▸ **Work request**: Across the data below, count every line where the string "black" appears. Answer with the number alone.

(Dataset records)
·····
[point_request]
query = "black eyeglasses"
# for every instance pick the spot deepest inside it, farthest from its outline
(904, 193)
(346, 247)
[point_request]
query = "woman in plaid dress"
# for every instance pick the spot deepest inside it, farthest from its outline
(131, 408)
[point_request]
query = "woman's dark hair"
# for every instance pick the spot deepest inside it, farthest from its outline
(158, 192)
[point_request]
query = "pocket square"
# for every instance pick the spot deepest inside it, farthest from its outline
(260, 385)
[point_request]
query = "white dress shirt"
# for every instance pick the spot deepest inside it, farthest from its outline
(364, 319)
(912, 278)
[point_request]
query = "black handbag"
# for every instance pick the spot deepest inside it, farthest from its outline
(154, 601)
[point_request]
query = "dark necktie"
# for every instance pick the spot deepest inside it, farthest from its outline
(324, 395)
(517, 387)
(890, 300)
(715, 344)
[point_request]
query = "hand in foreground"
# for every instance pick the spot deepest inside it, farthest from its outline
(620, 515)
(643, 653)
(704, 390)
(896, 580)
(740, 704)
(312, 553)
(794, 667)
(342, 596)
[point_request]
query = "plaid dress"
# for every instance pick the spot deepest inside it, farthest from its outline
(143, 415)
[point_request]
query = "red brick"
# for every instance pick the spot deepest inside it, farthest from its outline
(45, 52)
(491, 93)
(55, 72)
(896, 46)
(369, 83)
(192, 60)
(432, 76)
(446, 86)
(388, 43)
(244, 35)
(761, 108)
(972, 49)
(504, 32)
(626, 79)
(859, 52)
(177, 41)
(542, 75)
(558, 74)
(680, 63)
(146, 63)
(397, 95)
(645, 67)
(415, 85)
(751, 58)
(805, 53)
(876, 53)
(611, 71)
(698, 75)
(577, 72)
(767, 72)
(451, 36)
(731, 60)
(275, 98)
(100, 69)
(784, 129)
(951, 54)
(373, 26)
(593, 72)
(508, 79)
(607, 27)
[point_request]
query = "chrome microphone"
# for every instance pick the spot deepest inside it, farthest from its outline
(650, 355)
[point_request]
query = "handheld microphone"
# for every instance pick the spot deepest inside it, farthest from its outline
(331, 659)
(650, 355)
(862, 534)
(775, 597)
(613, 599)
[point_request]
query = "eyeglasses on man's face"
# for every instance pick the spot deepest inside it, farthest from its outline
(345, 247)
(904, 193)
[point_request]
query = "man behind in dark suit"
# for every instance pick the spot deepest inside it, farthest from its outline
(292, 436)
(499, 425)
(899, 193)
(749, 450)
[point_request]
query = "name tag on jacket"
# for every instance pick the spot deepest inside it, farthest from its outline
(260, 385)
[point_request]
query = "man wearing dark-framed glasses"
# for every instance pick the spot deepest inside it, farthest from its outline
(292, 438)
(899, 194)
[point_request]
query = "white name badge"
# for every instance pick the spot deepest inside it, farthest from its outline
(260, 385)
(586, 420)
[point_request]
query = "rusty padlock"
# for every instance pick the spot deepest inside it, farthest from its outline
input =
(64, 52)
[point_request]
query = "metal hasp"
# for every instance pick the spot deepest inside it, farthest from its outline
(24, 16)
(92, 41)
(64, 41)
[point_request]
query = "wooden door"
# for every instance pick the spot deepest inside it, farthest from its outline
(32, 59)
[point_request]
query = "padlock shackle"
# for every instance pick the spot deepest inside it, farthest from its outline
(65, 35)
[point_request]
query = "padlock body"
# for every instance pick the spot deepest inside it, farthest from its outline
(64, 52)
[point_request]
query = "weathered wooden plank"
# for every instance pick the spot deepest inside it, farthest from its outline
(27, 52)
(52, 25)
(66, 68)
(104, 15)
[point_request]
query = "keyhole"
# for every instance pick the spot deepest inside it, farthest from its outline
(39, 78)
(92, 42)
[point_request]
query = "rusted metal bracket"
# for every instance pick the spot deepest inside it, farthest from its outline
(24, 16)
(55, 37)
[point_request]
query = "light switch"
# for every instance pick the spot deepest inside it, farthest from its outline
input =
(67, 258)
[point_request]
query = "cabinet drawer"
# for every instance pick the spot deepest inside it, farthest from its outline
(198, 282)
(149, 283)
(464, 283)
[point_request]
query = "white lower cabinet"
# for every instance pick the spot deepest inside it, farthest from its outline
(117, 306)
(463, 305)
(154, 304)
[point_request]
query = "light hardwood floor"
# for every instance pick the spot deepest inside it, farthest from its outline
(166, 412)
·····
▸ **Your response**: 2